Source data
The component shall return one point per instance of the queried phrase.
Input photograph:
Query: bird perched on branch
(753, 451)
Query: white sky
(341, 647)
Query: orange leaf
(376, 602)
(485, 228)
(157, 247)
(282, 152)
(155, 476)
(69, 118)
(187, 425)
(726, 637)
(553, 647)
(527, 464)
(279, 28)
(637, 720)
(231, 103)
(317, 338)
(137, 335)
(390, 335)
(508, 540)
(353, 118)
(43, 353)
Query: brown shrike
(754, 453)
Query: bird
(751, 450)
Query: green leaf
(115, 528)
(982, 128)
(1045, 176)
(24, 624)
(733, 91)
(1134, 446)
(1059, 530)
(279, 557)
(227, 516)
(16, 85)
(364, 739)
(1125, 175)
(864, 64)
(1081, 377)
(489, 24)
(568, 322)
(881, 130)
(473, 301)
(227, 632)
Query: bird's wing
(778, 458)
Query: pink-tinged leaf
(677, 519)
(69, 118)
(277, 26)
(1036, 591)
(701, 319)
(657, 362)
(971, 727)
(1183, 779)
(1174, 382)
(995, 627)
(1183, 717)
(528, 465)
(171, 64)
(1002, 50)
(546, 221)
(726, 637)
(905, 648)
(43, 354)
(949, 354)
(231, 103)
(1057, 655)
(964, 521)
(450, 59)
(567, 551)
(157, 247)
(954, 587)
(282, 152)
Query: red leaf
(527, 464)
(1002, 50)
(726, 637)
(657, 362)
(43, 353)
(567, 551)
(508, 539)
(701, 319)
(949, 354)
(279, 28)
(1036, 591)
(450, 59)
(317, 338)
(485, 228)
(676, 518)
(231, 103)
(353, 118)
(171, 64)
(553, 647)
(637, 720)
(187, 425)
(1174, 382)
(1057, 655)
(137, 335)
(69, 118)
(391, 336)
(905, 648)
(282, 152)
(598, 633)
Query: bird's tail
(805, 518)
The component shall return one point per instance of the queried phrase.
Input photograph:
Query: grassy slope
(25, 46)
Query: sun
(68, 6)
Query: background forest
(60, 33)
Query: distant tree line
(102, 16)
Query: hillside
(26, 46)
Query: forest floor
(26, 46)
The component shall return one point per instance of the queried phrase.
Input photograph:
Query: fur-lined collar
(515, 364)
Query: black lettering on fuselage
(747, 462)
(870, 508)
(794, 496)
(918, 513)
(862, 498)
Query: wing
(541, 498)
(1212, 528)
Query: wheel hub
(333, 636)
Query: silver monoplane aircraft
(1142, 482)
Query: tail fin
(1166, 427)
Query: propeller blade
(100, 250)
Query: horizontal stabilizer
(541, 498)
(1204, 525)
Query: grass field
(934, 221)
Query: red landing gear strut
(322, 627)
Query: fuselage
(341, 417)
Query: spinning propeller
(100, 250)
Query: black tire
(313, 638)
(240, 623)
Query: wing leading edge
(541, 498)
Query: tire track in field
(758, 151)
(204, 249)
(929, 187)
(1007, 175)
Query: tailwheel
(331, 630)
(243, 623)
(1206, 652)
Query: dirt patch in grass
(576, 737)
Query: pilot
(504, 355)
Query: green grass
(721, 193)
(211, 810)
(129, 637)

CHALLENGE: Set out every line of the source data above as a numbered list, omitting any blank lines.

ANSWER TO THIS TASK:
1. The component shall return one point per instance of the queried phrase.
2. Input photograph:
3. Query: bird perched on branch
4. (753, 451)
5. Query: white sky
6. (341, 647)
7. Query: orange leaf
8. (376, 602)
9. (485, 228)
10. (157, 247)
11. (282, 152)
12. (155, 476)
13. (69, 118)
14. (187, 425)
15. (726, 637)
16. (553, 647)
17. (527, 464)
18. (279, 28)
19. (637, 720)
20. (231, 103)
21. (317, 338)
22. (137, 335)
23. (390, 335)
24. (508, 540)
25. (353, 118)
26. (43, 353)
27. Query: brown shrike
28. (754, 453)
29. Query: bird
30. (751, 450)
31. Query: green leaf
32. (115, 528)
33. (982, 128)
34. (1045, 176)
35. (24, 624)
36. (733, 91)
37. (1134, 446)
38. (1059, 530)
39. (279, 557)
40. (227, 516)
41. (16, 85)
42. (364, 739)
43. (1125, 175)
44. (864, 64)
45. (1081, 377)
46. (489, 24)
47. (568, 322)
48. (881, 130)
49. (473, 301)
50. (227, 632)
51. Query: bird's wing
52. (778, 458)
53. Query: pink-tinged leaf
54. (677, 519)
55. (69, 118)
56. (277, 26)
57. (1036, 591)
58. (701, 319)
59. (657, 362)
60. (971, 727)
61. (1183, 779)
62. (1174, 382)
63. (995, 627)
64. (1183, 717)
65. (528, 465)
66. (171, 64)
67. (1002, 50)
68. (546, 221)
69. (726, 637)
70. (905, 648)
71. (43, 354)
72. (949, 354)
73. (231, 103)
74. (1057, 655)
75. (964, 521)
76. (450, 59)
77. (567, 551)
78. (157, 247)
79. (954, 587)
80. (282, 152)
81. Query: red leaf
82. (527, 464)
83. (1002, 50)
84. (726, 637)
85. (657, 362)
86. (43, 353)
87. (567, 551)
88. (508, 539)
89. (701, 319)
90. (949, 354)
91. (279, 28)
92. (1036, 591)
93. (450, 59)
94. (317, 338)
95. (485, 228)
96. (676, 518)
97. (231, 103)
98. (353, 118)
99. (171, 64)
100. (553, 647)
101. (637, 720)
102. (187, 425)
103. (1174, 382)
104. (1057, 655)
105. (137, 335)
106. (69, 118)
107. (391, 336)
108. (905, 648)
109. (282, 152)
110. (598, 633)
111. Query: bird's tail
112. (805, 518)
113. The component shall return one point per instance of the queried phrase.
114. Input photograph:
115. Query: grassy slope
116. (25, 46)
117. Query: sun
118. (68, 6)
119. Query: background forest
120. (60, 33)
121. Query: distant tree line
122. (102, 16)
123. Query: hillside
124. (26, 46)
125. Query: forest floor
126. (26, 46)
127. The component shall return one point per instance of the queried phrase.
128. Input photograph:
129. Query: fur-lined collar
130. (515, 364)
131. Query: black lettering on fuselage
132. (747, 462)
133. (870, 508)
134. (794, 496)
135. (918, 513)
136. (862, 498)
137. Query: wing
138. (541, 498)
139. (1212, 528)
140. Query: wheel hub
141. (333, 636)
142. Query: silver monoplane aircraft
143. (1142, 482)
144. Query: tail fin
145. (1166, 427)
146. Query: propeller blade
147. (100, 250)
148. Query: horizontal stabilizer
149. (541, 498)
150. (1204, 525)
151. Query: grass field
152. (934, 221)
153. Query: red landing gear strut
154. (322, 627)
155. Query: fuselage
156. (341, 417)
157. Query: spinning propeller
158. (100, 250)
159. Query: black tire
160. (313, 638)
161. (240, 623)
162. Query: wing leading edge
163. (541, 498)
164. Query: tire track in field
165. (758, 151)
166. (204, 249)
167. (929, 187)
168. (1007, 175)
169. Query: tailwheel
170. (331, 630)
171. (243, 623)
172. (1206, 652)
173. Query: dirt patch in grass
174. (576, 737)
175. Query: pilot
176. (504, 355)
177. Query: green grass
178. (721, 193)
179. (211, 810)
180. (129, 637)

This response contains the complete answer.